Rewrite every row below as a numbered list, skipping any blank lines. Leave the images out of the output.

[ENTRIES SUPPLIED start]

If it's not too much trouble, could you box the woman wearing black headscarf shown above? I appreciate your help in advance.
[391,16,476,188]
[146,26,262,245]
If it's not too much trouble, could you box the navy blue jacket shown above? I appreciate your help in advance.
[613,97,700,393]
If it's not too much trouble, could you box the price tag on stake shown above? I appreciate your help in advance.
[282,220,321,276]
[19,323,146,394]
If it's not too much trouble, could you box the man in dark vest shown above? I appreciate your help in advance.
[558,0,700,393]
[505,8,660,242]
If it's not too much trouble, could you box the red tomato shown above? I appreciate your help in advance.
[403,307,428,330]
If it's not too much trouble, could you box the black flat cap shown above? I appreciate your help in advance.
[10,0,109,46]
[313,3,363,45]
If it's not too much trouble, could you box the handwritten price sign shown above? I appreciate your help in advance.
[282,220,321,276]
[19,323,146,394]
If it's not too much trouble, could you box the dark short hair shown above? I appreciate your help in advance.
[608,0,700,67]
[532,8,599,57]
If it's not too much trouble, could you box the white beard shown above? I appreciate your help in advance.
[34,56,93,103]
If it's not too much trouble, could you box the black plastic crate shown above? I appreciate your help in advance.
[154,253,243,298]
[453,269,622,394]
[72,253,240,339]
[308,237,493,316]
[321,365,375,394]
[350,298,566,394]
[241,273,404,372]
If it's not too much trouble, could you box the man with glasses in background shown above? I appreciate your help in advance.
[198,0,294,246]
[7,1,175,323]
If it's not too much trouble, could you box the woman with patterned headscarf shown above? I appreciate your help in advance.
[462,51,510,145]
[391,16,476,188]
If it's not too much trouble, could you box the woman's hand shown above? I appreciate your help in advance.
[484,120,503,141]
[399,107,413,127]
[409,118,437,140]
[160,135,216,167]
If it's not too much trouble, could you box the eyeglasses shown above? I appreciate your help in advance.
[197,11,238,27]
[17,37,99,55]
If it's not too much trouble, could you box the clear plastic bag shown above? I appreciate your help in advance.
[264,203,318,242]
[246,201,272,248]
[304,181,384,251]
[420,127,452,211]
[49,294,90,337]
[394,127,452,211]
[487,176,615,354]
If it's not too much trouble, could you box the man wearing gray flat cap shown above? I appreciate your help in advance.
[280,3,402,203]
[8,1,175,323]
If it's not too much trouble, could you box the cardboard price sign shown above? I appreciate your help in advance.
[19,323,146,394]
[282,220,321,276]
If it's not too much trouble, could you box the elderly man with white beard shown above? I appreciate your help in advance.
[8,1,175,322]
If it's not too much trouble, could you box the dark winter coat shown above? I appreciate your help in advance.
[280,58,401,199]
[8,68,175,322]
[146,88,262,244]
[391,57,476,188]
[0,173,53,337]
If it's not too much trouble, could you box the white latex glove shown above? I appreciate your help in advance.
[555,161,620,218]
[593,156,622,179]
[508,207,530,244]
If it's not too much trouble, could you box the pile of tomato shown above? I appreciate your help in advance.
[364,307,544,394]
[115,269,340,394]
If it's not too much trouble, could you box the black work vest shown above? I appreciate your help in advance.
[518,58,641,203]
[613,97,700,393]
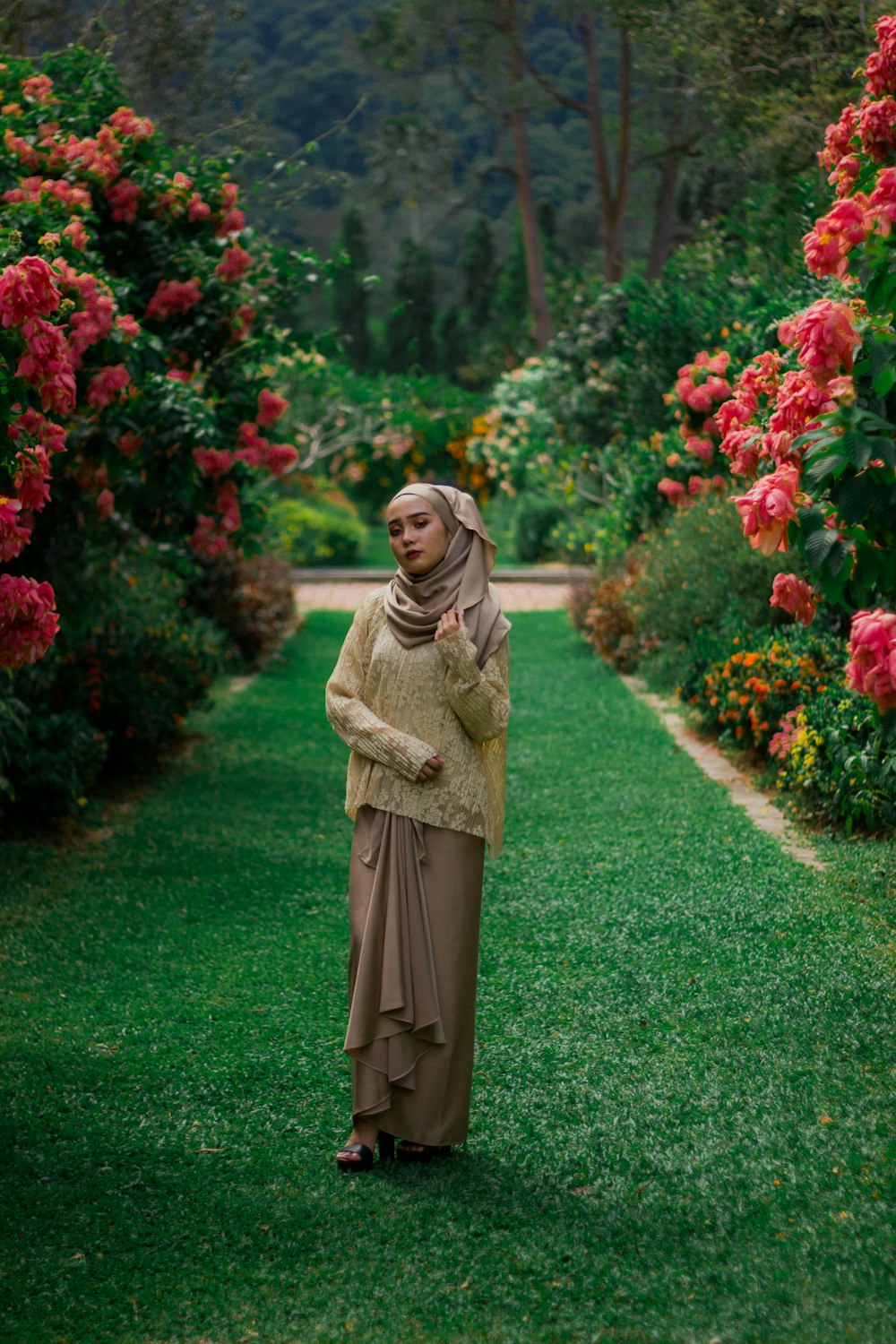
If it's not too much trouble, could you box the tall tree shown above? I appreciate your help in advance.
[366,0,554,349]
[461,215,497,332]
[387,238,436,374]
[333,206,371,370]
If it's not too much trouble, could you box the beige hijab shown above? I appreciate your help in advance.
[384,483,511,668]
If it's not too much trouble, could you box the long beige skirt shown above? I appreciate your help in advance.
[344,806,485,1145]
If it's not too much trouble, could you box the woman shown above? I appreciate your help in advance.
[326,484,511,1171]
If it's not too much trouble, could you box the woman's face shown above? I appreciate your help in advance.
[385,495,452,575]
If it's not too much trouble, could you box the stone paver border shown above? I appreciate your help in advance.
[622,676,825,870]
[293,570,823,870]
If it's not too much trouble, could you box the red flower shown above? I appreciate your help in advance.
[769,574,818,625]
[0,257,62,327]
[87,365,130,411]
[0,574,59,668]
[215,244,253,285]
[255,387,289,429]
[146,276,202,322]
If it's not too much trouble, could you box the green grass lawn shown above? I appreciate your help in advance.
[0,613,896,1344]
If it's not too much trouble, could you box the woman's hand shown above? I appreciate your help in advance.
[435,610,466,644]
[417,757,444,782]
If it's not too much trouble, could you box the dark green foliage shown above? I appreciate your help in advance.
[627,496,786,685]
[461,215,497,332]
[385,238,435,374]
[495,217,530,336]
[435,304,470,378]
[332,206,371,371]
[267,495,366,567]
[516,495,565,562]
[0,613,896,1344]
[186,553,296,667]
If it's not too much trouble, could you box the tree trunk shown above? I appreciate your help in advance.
[648,72,685,280]
[579,13,632,284]
[648,147,681,280]
[504,0,554,349]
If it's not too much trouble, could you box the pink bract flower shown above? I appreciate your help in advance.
[189,513,227,561]
[802,193,874,277]
[818,102,858,171]
[108,108,156,144]
[16,317,76,416]
[0,495,30,562]
[255,387,289,429]
[719,426,762,478]
[263,444,298,476]
[657,476,688,504]
[734,465,799,556]
[769,704,804,761]
[12,444,49,513]
[0,257,62,327]
[215,244,253,285]
[769,574,818,625]
[858,99,896,163]
[0,574,59,668]
[847,607,896,714]
[868,168,896,238]
[106,177,142,225]
[778,298,861,387]
[194,448,234,481]
[146,276,202,322]
[87,365,130,411]
[215,210,246,238]
[62,220,90,252]
[22,75,59,104]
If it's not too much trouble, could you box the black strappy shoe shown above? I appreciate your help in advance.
[396,1139,452,1163]
[336,1131,395,1172]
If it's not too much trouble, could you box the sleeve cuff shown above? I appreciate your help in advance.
[435,629,479,675]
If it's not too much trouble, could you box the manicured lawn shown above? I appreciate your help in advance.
[0,613,896,1344]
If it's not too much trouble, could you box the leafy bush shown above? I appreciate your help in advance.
[689,625,845,753]
[186,554,296,667]
[267,495,366,567]
[626,497,780,685]
[772,685,896,831]
[516,495,565,562]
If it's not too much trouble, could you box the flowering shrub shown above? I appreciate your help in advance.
[0,50,310,677]
[772,687,896,831]
[280,349,490,516]
[698,16,896,714]
[689,626,842,753]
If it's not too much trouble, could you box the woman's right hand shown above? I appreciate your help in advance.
[417,757,444,782]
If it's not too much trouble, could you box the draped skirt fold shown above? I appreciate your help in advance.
[344,806,485,1144]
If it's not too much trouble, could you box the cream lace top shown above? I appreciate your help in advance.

[ENTRIES SUPPLIED end]

#### THE RESULT:
1. If it's not too much trouble, could you box the woman wearing black headscarf shown above? I appreciate your help in advance.
2. [391,16,476,188]
3. [146,26,262,245]
4. If it's not too much trouble, could you box the navy blue jacket shown above? I appreciate your help in advance.
5. [613,97,700,393]
6. If it's not too much trouble, could you box the price tag on stake shown above? I appreciate your help in advance.
7. [282,220,321,276]
8. [19,323,146,394]
9. If it's not too much trouble, could you box the man in dark vest shown above? I appreciate your help in advance.
10. [558,0,700,393]
11. [505,8,660,242]
12. If it's not too much trouble, could you box the red tomato shown above? I appreciate your help in advance.
13. [403,307,428,330]
14. If it's not too much trouble, could you box the black flat cap shown above? I appreciate your help in advance.
15. [10,0,109,46]
16. [313,3,363,45]
17. If it's not too much trouble, could you box the handwritten price sign shown above? I appreciate your help in advance.
18. [282,220,321,276]
19. [19,323,146,394]
20. If it's not too much trouble, could you box the dark short hair shown above? I appreciate your help in advance.
21. [608,0,700,67]
22. [532,8,599,57]
23. If it's not too much trouble, could you box the white beard shown above? I appreciate your help in advance.
24. [34,56,93,103]
25. If it's not too much trouble, could you box the black plastic crate shown above? I appreciate your help in advance.
26. [154,253,243,298]
27. [453,269,622,394]
28. [72,253,240,339]
29. [308,237,493,316]
30. [321,365,375,394]
31. [350,298,566,394]
32. [241,273,404,372]
33. If it's not too much trouble, could you box the man with glasses in background shown above? I appreciate your help in advance.
34. [198,0,294,246]
35. [7,1,175,323]
36. If it's not too much trouble, could you box the woman with patterned headscarf shown above? I appreciate your help in advance.
37. [462,51,510,145]
38. [391,16,476,188]
39. If it's not too much trouble, could you box the woman's hand shown above? I appreciate your help in advance.
40. [484,120,503,141]
41. [399,107,413,127]
42. [409,118,437,140]
43. [160,135,216,167]
44. If it's not too much trouble, could you box the eyeglasses shown above? I appreciate your help in advance.
45. [197,11,238,27]
46. [17,37,99,55]
47. If it's not too much trouble, could you box the clear plastic bag shown above? I appreciate your help in advance.
48. [264,203,318,242]
49. [246,201,272,248]
50. [304,181,384,251]
51. [420,127,452,211]
52. [49,294,90,337]
53. [394,127,452,211]
54. [487,176,615,354]
55. If it's not too much trouble, could you box the man wearing gray flat cap shown above? I appreciate your help in advance.
56. [280,3,402,203]
57. [8,1,175,323]
58. If it's not too much trouble, could you box the cardboard price sign shown above? I appreciate your help in advance.
59. [19,323,146,394]
60. [282,220,321,276]
61. If it's not too much trouble, could you box the elderly man with white beard shown above? I appreciate your help in advance.
62. [8,1,175,322]
63. If it's not too much trouble, could you box the dark winter coat shown above? I appreciate your help in advance.
64. [280,58,401,199]
65. [8,68,175,322]
66. [146,88,262,244]
67. [391,57,476,188]
68. [0,173,53,337]
69. If it's not too much trouble, could you box the white latex glove shown above? I appreciate your help in advance.
70. [555,161,620,218]
71. [593,156,622,179]
72. [508,207,530,244]
73. If it's not too much trouble, could you box the pile of tomato shown above? I appreciate your help in advance.
74. [364,307,544,394]
75. [115,269,340,394]
76. If it's not too much trouble, could you box the black work vest shown above? I appreciate your help in advance.
77. [518,58,641,203]
78. [613,97,700,393]
79. If it's not too much trouble, could you box the tall tree shown above? I appreciate your help in advance.
80. [366,0,554,349]
81. [461,215,497,332]
82. [387,238,436,374]
83. [333,206,371,370]
84. If it's not too much trouble, could you box the beige hijab shown above? I appreciate your help in advance.
85. [384,483,511,668]
86. If it's not too much trouble, could you box the long beige skirt shown above? I appreciate your help in advance.
87. [344,806,485,1145]
88. If it's not too much trouble, could you box the woman shown above? I appreciate your help in advance.
89. [326,484,511,1171]
90. If it's not too much trouble, could you box the woman's face shown above? I appreciate your help in advance.
91. [385,495,452,575]
92. If it's not too much trouble, could you box the stone paver border shown above? I appreciate your help in advance.
93. [622,676,825,870]
94. [293,570,823,870]
95. If it's not too much trouble, could you box the red flower shown above? I appreciate your help in advance.
96. [769,574,818,625]
97. [0,257,62,327]
98. [87,365,130,411]
99. [0,574,59,668]
100. [215,244,253,285]
101. [255,387,289,429]
102. [146,276,202,322]
103. If it's not too much trouble, could you box the green grass lawn shown above? I appreciate your help in advance.
104. [0,613,896,1344]
105. If it's not too much trouble, could you box the woman's hand shown above? I appreciate your help in advance.
106. [435,610,466,644]
107. [417,757,444,782]
108. If it's not too much trouble, could you box the dark green foliage shown above? I appreciate your help in advance.
109. [627,496,786,685]
110. [461,215,497,332]
111. [385,238,435,374]
112. [495,217,530,336]
113. [435,304,470,378]
114. [332,206,371,371]
115. [267,495,366,567]
116. [516,495,565,562]
117. [0,613,896,1344]
118. [186,553,296,667]
119. If it's not too much trouble, could you box the tree trunk shown above? I appreciate your help in advance.
120. [648,72,685,280]
121. [579,13,632,284]
122. [648,147,681,280]
123. [504,0,554,349]
124. If it's not too much trouble, could you box the pink bract flower shown above? I appreciate your help in advance.
125. [189,513,227,561]
126. [802,193,874,277]
127. [818,102,858,171]
128. [108,108,156,144]
129. [16,317,76,416]
130. [0,495,30,562]
131. [255,387,289,429]
132. [719,426,762,478]
133. [263,444,298,476]
134. [657,476,688,504]
135. [734,465,799,556]
136. [769,704,804,761]
137. [12,444,49,513]
138. [0,257,62,327]
139. [215,244,253,285]
140. [769,574,818,625]
141. [858,99,896,163]
142. [0,574,59,668]
143. [847,607,896,714]
144. [868,168,896,238]
145. [106,177,142,225]
146. [778,298,861,387]
147. [194,448,234,481]
148. [146,276,202,322]
149. [87,365,130,411]
150. [215,210,246,238]
151. [62,220,90,252]
152. [22,75,59,104]
153. If it's not too much trouble, could you box the black strappy shoe shown above? I appreciate your help in advance.
154. [396,1139,452,1163]
155. [336,1131,395,1172]
156. If it's not too much trouble, could you box the sleeve cuff shown above? I appreciate your help in advance.
157. [435,629,479,675]
158. If it's not too much trouble, could you box the manicured lawn shown above? I appreciate your help in advance.
159. [0,613,896,1344]
160. If it's not too much trouble, could you box the leafy bush shown above? I appreciate your help in advance.
161. [689,625,845,753]
162. [186,554,296,667]
163. [267,495,366,567]
164. [626,497,780,685]
165. [772,685,896,831]
166. [516,495,565,562]
167. If it's not too much trouble, could you box the flowering shrub shown above? I appreciate your help in advance.
168. [0,50,310,677]
169. [772,687,896,831]
170. [280,349,490,516]
171. [698,16,896,714]
172. [689,626,842,753]
173. If it's not too much trouble, could you box the woman's right hand shown above? I appreciate your help in advance.
174. [417,757,444,782]
175. If it's not too much trouble, could you box the draped skirt fold shown above? I appreciate your help in advance.
176. [344,806,485,1144]
177. If it's not too much trouble, could you box the cream lace top shown above? I appreciate your help in advance.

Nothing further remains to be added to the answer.